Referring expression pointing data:
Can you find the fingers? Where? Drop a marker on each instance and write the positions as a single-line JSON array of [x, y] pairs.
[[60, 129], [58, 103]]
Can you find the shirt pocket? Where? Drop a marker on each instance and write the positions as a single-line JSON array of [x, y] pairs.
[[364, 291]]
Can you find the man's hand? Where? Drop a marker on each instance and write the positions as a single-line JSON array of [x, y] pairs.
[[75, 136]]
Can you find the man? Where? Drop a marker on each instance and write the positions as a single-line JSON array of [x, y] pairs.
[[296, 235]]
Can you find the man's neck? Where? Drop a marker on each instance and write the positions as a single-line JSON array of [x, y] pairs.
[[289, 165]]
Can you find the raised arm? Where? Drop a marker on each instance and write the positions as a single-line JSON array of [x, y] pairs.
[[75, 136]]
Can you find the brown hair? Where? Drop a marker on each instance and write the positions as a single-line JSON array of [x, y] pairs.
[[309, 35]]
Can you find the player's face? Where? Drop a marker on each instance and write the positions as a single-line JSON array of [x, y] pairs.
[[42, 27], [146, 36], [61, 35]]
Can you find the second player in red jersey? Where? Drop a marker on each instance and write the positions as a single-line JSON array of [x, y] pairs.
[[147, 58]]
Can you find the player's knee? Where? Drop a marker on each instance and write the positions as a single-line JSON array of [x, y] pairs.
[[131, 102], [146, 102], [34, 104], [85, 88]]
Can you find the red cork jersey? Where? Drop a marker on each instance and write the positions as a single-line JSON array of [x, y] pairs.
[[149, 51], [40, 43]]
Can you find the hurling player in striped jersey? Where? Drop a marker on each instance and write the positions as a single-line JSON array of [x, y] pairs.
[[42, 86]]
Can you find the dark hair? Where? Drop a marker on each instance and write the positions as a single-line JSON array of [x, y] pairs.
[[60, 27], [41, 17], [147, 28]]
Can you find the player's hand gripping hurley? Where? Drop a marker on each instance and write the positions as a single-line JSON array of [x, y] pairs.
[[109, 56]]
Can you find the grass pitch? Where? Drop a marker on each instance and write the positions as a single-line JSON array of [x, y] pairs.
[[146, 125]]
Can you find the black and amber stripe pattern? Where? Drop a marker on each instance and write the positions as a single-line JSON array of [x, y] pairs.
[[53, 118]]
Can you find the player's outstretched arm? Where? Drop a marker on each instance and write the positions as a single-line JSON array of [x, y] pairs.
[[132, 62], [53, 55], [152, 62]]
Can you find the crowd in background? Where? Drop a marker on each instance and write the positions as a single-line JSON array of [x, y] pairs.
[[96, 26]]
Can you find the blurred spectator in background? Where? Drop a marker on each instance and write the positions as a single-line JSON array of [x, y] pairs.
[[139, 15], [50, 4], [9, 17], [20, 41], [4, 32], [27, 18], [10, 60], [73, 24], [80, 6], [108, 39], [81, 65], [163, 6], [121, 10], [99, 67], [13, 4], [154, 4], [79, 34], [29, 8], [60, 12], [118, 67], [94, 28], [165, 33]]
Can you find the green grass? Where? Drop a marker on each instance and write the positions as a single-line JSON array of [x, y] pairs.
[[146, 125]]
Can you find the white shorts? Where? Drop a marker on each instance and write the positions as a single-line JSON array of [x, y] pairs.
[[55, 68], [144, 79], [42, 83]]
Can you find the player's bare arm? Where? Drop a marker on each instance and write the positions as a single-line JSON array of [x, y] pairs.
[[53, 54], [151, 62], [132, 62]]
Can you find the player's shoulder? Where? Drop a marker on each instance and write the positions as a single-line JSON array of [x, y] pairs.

▶ **WORK TO BE COMPLETED**: Print out the records exactly as they were entered.

▶ **EXERCISE ANSWER**:
Can you find the fingers? Where? Drop a marker on each instance and write the positions as a single-line JSON array of [x, y] pairs.
[[60, 129], [58, 103]]
Can you find the shirt pocket? Where? Drop a marker on each instance and write the positions as a single-line JSON array of [x, y] pairs.
[[364, 291]]
Can you find the man's hand? Where? Drop a marker on each instance and write the positions as a single-line JSON array of [x, y] pairs.
[[75, 136]]
Can you find the man? Where? Drop a marker on each instance and write the positions as a single-line JSON array of [x, y] pairs.
[[296, 235]]
Can you find the man's neck? Where? Drop a marker on each instance and write the positions as a single-line JSON array of [x, y] pairs.
[[289, 165]]
Can you find the raised arm? Where? Drop a marker on each instance and write the positions as a single-line JSON array of [x, y] pairs.
[[75, 136]]
Can you find the brown hair? Where? Drop a marker on each instance and write the positions as a single-line JSON array of [x, y] pairs.
[[309, 35]]
Can you find the player's face? Where? Drop a marker on each instance and write the positions as a single-line JSON array of [x, y] pairs.
[[42, 27], [146, 36], [61, 35]]
Can you find the second player in red jersey? Where? Drop a marker on each instance and write the positions as a single-line JSON array of [x, y] pairs.
[[147, 58]]
Can you find the player's knee? Where? Drop a marker on each instance and write the positions as a single-line JSON array of [x, y] pairs.
[[131, 102], [146, 102], [34, 104], [85, 88]]
Can you find the red cork jersey? Where? Drop a marker on each instance and write the positions as a single-line JSON array of [x, y] pairs.
[[149, 51], [40, 43]]
Can you find the hurling player in striped jersey? Where? Drop a marker on each instance and write the positions as a single-line JSON array of [x, y] pairs.
[[42, 86]]
Can you find the dark hair? Where? Drop a marker on each instance and write the positions as a single-line JSON array of [x, y] pairs.
[[60, 27], [41, 17], [147, 28]]
Can you find the player's hand gripping hurley? Where? Drop a marker on each instance and write the positions as a single-line JSON array of [x, y] pairs.
[[109, 56]]
Can you find the grass pitch? Where? Drop a marker on each instance and write the positions as a single-line JSON array of [x, y] pairs.
[[146, 125]]
Can you find the black and amber stripe pattern? Where? Drop a marker on each instance and write the positions as a single-line JSON array of [x, y] pairs.
[[53, 118]]
Can you find the player's outstretched arm? Where? Drop a marker on each instance and write the positions as a single-line JSON array of [x, y] pairs.
[[132, 62], [53, 55], [152, 62]]
Can you find the crowd in background? Where? Drop a marker on each instance and write the positions as a single-line JSON array of [x, y] pairs.
[[96, 26]]
Can you find the blurred spectator in background? Where? Drop a marker on each instance and write the positions as a single-line JSON array of [x, y] pairs.
[[139, 15], [50, 4], [9, 17], [20, 41], [4, 32], [27, 18], [10, 60], [73, 24], [80, 6], [108, 39], [81, 65], [163, 6], [121, 10], [99, 67], [13, 4], [154, 4], [79, 34], [29, 8], [60, 12], [118, 67], [94, 28], [165, 33]]
Can you find the green grass? Where? Drop a marker on each instance and write the positions as a single-line JSON array of [x, y] pairs.
[[146, 125]]
Can you find the white shorts? Where? Drop a marker on each instance and write the positions as a single-line JSON array of [x, y] pairs.
[[55, 68], [144, 79], [42, 83]]
Can you find the player's bare arm? Where? Drop a marker on each instance and write the positions as a single-line JSON array of [x, y] pairs.
[[53, 54], [151, 62], [132, 62]]
Can you find the player's shoulder? Where? Drop a marker on each instance and write the positions as a single-line JSON array of [x, y] pairs.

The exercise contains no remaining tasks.